• _Task directions_
Which lines in the rows below contain the word "white"? Report each of those lines in full.

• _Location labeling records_
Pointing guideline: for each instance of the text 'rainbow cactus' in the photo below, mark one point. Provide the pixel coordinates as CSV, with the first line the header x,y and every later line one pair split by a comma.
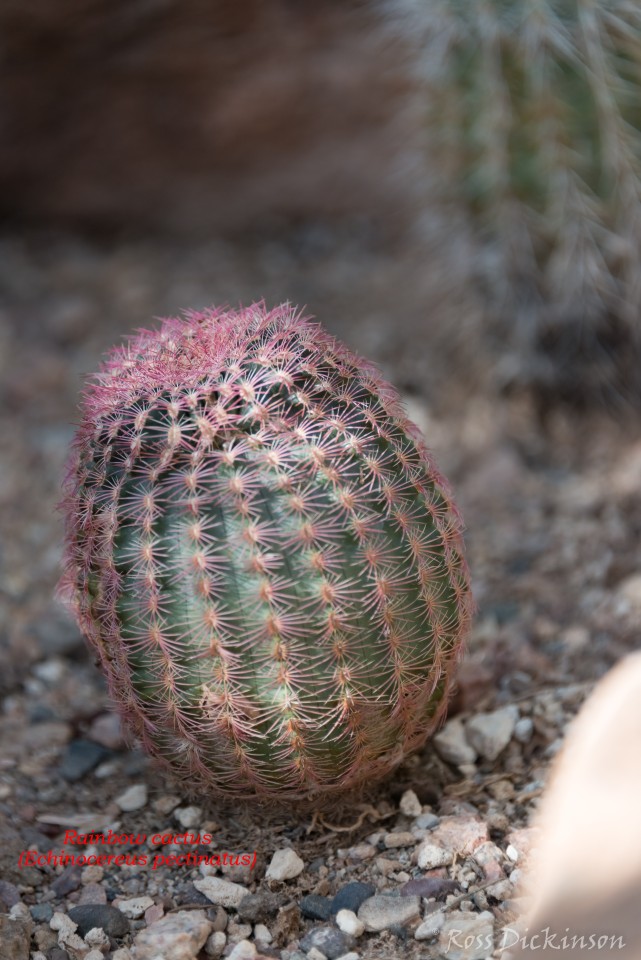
x,y
263,555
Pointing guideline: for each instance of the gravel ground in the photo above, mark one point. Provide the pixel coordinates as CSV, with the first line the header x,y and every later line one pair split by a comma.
x,y
431,856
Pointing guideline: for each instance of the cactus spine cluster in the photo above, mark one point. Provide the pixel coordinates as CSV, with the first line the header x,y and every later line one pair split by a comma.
x,y
535,120
263,556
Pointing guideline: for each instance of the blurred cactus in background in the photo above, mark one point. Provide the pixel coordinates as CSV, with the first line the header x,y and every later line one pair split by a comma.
x,y
263,556
535,124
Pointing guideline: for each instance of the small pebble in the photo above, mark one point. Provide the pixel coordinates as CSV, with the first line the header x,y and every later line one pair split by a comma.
x,y
41,912
98,939
352,896
223,892
431,926
108,918
331,942
410,805
452,745
188,816
165,804
244,950
262,933
134,798
381,912
80,759
431,855
426,821
179,935
285,865
348,922
92,874
216,943
401,839
256,907
106,730
490,733
93,893
315,907
135,907
467,936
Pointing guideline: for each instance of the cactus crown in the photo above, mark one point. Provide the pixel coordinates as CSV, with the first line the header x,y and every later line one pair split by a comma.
x,y
263,555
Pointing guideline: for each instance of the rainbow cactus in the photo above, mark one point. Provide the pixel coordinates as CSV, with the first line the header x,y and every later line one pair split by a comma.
x,y
263,556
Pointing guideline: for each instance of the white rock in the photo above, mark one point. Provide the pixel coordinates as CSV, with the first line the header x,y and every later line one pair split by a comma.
x,y
410,804
179,935
348,922
285,865
135,907
20,911
244,950
238,931
223,892
314,954
97,938
380,912
431,926
216,943
431,855
62,923
467,936
262,933
188,816
452,745
490,733
134,798
523,729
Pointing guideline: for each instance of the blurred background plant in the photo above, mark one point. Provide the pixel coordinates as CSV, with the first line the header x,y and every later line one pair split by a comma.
x,y
449,188
533,110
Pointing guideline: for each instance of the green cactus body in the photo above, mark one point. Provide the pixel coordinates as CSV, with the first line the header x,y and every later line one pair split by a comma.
x,y
263,555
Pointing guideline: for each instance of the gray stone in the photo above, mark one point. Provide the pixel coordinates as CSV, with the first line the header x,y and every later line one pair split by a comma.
x,y
381,912
41,912
352,896
431,855
257,907
135,907
315,907
223,892
331,942
15,938
431,926
285,865
134,798
410,805
80,759
426,821
452,745
109,919
490,733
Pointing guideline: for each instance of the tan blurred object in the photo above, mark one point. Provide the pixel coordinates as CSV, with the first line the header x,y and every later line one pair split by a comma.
x,y
586,881
203,115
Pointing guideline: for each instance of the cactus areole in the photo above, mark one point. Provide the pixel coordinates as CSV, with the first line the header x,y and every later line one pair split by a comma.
x,y
263,556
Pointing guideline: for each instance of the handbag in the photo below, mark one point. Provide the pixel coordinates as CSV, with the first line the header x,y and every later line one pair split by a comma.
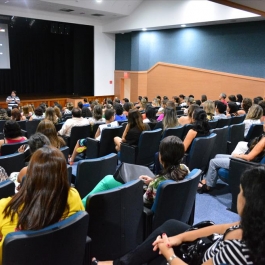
x,y
192,252
128,172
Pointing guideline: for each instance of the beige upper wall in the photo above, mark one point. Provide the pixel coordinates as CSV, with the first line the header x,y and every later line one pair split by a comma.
x,y
172,80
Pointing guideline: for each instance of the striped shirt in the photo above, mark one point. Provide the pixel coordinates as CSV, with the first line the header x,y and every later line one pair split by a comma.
x,y
232,252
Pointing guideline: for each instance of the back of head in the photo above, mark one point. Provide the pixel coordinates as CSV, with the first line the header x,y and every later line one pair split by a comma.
x,y
171,152
45,187
253,215
12,129
233,107
109,113
255,112
221,107
97,112
37,141
170,118
76,112
200,123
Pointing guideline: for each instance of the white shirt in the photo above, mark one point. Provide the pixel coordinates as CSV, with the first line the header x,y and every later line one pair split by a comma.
x,y
102,126
67,127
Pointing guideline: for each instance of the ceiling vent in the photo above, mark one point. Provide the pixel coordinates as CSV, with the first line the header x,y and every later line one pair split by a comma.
x,y
66,10
97,15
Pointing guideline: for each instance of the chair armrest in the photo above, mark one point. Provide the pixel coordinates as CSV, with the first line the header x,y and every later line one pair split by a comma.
x,y
128,153
148,221
93,146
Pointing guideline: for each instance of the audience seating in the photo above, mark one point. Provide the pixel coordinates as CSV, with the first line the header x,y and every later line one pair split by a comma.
x,y
7,149
91,171
12,163
144,153
77,132
200,152
213,124
61,243
174,200
31,127
237,119
223,122
115,220
232,176
235,134
177,131
255,130
220,144
7,188
106,144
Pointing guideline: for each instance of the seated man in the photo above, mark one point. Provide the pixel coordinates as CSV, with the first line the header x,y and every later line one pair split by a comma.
x,y
81,144
76,120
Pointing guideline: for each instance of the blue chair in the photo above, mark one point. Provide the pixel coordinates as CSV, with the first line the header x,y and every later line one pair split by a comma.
x,y
174,200
144,153
7,188
91,171
61,243
200,152
115,220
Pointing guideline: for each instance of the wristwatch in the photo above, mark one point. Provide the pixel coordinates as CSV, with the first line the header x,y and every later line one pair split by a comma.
x,y
170,259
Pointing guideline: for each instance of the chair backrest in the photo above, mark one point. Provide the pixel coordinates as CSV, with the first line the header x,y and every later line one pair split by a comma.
x,y
213,124
223,122
22,124
175,200
235,134
255,130
78,132
7,149
7,188
91,171
95,128
12,163
31,127
65,151
148,145
107,145
200,152
237,119
187,127
115,220
220,145
177,131
60,243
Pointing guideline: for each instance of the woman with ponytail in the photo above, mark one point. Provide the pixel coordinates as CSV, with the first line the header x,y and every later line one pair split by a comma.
x,y
171,152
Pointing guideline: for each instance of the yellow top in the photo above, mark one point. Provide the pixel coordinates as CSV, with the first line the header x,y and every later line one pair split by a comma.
x,y
6,226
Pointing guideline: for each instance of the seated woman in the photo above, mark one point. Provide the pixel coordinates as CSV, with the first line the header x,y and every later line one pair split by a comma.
x,y
133,130
170,119
47,128
240,242
80,146
200,128
171,152
44,199
255,154
50,115
188,119
12,133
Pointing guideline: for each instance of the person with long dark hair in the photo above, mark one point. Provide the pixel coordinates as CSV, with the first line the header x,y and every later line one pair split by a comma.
x,y
44,198
133,129
240,242
200,128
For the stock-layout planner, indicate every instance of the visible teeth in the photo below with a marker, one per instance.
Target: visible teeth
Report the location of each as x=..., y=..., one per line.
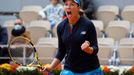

• _Result for this exercise_
Pointing guideline: for each instance of the white rock in the photo above, mark one point. Provide the pixel coordinates as CSV, with the first line the header x,y and every later line one pair split by a comma.
Pointing guideline: for each instance of the white shirt in the photo above, mark one point. Provide the pixel coordinates as CSV, with the first line the header x,y and every later line one pair split by a comma.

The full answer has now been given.